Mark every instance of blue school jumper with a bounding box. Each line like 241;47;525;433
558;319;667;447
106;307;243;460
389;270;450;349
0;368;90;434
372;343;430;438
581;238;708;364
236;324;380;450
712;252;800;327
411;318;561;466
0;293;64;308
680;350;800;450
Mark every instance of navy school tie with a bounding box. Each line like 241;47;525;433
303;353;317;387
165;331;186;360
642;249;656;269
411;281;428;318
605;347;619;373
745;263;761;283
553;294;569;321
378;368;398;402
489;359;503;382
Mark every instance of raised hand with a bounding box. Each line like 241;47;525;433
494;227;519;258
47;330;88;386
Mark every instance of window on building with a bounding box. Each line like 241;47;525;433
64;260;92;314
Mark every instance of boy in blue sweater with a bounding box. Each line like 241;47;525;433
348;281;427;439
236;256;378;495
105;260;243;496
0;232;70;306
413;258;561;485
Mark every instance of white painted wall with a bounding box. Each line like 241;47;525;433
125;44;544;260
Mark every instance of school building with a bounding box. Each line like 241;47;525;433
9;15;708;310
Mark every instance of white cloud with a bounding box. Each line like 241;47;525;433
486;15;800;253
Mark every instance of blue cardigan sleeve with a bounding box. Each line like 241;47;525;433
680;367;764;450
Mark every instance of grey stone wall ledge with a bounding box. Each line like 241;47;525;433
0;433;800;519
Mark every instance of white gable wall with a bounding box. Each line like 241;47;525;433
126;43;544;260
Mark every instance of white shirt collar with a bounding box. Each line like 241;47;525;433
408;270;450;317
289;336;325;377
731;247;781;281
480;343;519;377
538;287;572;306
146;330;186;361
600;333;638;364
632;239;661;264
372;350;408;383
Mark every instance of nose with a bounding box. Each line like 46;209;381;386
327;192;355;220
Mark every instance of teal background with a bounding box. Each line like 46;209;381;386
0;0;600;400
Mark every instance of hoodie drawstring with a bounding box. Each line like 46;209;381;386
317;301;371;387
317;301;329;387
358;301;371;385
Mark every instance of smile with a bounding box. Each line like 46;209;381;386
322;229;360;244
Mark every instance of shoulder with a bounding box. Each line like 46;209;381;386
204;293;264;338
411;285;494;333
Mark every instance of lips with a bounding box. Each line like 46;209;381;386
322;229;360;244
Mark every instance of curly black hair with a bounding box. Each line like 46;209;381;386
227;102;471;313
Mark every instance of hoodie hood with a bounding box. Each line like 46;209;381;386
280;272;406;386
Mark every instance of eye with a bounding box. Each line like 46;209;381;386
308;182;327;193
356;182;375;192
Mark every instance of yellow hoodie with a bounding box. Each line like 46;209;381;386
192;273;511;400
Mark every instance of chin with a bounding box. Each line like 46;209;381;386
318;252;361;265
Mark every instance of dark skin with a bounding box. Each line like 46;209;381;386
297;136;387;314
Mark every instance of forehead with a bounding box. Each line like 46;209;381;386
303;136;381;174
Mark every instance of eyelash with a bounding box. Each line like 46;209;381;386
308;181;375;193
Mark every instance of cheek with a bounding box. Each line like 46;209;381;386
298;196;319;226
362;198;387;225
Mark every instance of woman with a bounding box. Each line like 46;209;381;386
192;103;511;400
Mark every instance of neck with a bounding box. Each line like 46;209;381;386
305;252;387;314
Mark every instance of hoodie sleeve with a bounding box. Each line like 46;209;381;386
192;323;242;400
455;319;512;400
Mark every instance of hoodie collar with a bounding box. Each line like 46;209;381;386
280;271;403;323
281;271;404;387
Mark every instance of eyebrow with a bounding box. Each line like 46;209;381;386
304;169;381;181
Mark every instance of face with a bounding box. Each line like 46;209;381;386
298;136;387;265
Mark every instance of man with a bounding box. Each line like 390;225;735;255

■ **PROBLEM STATEMENT**
Render the lines above as a numbered list, starting at the very first line and ending at the line that contains "680;350;800;450", with any blank lines omitted.

■ **RESPONSE**
1. Mark every instance of blue school jumper with a bounding box. Each line like 241;47;525;433
2. 558;319;667;447
3. 106;307;243;460
4. 389;270;450;349
5. 0;368;90;434
6. 372;343;430;438
7. 581;238;708;364
8. 236;324;380;450
9. 712;252;800;327
10. 411;318;561;466
11. 0;293;64;308
12. 680;350;800;450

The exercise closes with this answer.